● **DATA FOR REVIEW**

-- Opening Marker --

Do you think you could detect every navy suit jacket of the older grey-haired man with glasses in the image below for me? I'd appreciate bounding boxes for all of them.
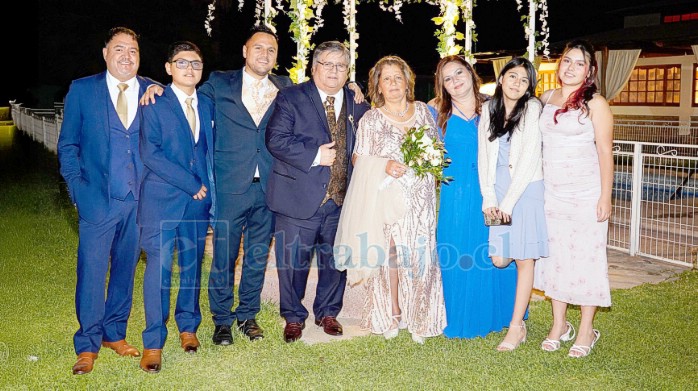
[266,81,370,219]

-- Closing Marker --
-- Opening Marker --

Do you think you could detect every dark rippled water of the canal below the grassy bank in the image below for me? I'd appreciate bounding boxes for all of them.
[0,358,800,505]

-- Closing Marker --
-- Opening Marker --

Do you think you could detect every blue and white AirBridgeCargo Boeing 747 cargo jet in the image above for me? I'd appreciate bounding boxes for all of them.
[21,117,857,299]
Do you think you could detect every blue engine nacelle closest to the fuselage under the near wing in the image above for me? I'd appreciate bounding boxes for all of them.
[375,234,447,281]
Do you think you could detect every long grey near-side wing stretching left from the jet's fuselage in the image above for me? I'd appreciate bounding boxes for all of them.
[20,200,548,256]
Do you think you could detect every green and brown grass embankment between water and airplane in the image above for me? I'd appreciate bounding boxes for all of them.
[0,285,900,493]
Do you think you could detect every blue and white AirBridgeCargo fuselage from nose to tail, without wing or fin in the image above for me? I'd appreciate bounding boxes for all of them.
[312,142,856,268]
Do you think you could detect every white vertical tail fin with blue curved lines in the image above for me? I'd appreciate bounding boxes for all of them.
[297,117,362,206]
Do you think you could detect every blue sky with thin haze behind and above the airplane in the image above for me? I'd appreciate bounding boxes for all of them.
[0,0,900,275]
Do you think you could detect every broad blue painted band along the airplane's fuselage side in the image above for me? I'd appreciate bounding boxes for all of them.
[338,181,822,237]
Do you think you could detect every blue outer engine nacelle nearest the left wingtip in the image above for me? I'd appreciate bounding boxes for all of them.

-- Closing Marker --

● **REQUIRED ACTION**
Repeat the entries above verbatim, but only from the line that has "white AirBridgeCargo fuselage" down to the line that has "Do you think you could detect every blue outer", inclusive.

● **WRITTEN RESPONSE**
Do you think you could detect every blue and white AirBridgeCargo fuselage from nose to tail, without wing or fin in the image above for me? I'd appreciate bounding boxes for all of them.
[312,142,856,268]
Do you think you could detect every white vertical tail fin with blue curved lines in the image above for me? I'd appreciate bounding boxes for all of them.
[297,117,362,206]
Do you think you could detect every blue sky with thin haze behind and above the airplane in the image above for me? I'd appreciate bounding boxes for all of them.
[0,0,900,275]
Do you think you could detect every broad blue painted band along the airplane's fuselage side in the image above for me? I'd appreciate bounding boxes for all of them.
[338,181,822,237]
Do you think you could detect every blue outer engine nacelle nearest the left wingtip in the image above for me? I'd appreciate bounding boxes for all of them.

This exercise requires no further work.